> [What the exercise asks]
Report each line below that contains the string "beanie". Uppercase and lowercase letters count as different.

> [Excerpted data]
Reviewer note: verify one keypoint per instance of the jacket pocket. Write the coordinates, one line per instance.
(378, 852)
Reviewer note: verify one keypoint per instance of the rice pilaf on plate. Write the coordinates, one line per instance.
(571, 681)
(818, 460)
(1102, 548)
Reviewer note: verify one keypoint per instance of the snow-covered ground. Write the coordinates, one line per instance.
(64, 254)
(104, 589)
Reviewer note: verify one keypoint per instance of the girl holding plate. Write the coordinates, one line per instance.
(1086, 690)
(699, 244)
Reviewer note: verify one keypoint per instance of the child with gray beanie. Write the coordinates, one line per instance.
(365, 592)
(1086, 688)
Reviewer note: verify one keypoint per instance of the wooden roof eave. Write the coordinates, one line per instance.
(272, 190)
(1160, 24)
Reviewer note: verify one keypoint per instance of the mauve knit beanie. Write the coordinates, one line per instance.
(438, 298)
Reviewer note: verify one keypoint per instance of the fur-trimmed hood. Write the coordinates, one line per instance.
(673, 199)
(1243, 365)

==

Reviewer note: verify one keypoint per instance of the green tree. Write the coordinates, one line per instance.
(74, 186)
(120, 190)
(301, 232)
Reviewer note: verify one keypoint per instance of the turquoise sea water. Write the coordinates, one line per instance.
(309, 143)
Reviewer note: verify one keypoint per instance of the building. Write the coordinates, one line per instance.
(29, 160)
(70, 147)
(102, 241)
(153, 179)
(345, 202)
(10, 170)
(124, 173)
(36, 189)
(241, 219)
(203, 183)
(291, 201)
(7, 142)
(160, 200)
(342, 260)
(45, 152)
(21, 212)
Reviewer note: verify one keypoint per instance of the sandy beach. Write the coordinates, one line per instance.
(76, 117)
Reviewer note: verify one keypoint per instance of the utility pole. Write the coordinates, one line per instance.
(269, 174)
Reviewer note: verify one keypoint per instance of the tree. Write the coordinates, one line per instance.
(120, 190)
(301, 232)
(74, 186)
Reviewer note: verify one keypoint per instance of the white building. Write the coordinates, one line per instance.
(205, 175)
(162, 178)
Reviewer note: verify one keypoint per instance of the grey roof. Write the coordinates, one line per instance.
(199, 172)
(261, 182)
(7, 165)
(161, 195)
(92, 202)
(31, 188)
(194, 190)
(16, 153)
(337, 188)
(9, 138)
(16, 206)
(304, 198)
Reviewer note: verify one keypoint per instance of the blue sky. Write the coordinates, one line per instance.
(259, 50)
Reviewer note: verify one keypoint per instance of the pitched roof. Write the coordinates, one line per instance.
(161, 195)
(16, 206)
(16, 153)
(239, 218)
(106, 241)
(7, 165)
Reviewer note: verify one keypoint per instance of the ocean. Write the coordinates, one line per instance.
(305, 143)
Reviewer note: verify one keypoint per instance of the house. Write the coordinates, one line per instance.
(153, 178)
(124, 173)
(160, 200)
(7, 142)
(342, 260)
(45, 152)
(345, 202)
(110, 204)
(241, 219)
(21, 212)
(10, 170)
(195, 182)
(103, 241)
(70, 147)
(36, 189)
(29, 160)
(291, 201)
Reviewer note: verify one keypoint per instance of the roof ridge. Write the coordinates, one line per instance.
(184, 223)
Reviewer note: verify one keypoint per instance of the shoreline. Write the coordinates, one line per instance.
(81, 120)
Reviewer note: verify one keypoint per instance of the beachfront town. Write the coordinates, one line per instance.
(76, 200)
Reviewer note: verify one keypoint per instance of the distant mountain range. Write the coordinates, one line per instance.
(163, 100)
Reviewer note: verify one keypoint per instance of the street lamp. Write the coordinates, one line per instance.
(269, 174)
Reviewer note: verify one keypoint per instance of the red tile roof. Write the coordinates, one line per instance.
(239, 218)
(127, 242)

> [Exercise solution]
Reviewer note: verify one keypoint per instance of the child with gray beanie. Write the coordinates, one line per instance.
Reviewer note: verify one keypoint per instance of the mauve knit beanie. Write the coordinates, one line per instance.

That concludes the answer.